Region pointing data
══════════════════════════════

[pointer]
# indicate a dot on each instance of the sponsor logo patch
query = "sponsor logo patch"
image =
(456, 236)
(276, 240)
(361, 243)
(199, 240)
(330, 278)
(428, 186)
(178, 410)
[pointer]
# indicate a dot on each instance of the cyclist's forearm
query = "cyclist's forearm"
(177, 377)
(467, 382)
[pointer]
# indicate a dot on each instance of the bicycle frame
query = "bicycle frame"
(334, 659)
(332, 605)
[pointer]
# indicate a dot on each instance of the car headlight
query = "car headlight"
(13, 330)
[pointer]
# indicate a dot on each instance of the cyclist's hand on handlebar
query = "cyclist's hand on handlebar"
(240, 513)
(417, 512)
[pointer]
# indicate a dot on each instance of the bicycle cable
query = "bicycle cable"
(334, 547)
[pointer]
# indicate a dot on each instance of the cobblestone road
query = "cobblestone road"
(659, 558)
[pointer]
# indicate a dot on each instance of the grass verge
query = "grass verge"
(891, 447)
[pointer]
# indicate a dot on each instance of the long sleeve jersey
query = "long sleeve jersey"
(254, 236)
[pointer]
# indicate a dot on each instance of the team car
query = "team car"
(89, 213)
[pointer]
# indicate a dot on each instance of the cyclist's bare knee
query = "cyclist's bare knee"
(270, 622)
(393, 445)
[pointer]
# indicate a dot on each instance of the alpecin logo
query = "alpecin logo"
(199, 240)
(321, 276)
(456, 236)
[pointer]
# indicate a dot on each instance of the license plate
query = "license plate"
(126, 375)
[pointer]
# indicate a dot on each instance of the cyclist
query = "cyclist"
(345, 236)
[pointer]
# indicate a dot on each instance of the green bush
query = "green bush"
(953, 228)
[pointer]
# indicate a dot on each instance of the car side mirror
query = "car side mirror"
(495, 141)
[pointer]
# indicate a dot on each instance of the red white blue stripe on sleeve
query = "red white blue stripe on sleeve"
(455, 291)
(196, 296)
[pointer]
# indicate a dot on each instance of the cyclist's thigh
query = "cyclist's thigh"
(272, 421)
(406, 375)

══════════════════════════════

> **WORK ORDER**
Find and copy each line of the data where "sponsor" is present.

> **REPLY**
# indicate a dot on each instance of the sponsor logo patch
query = "sponsor logo patch"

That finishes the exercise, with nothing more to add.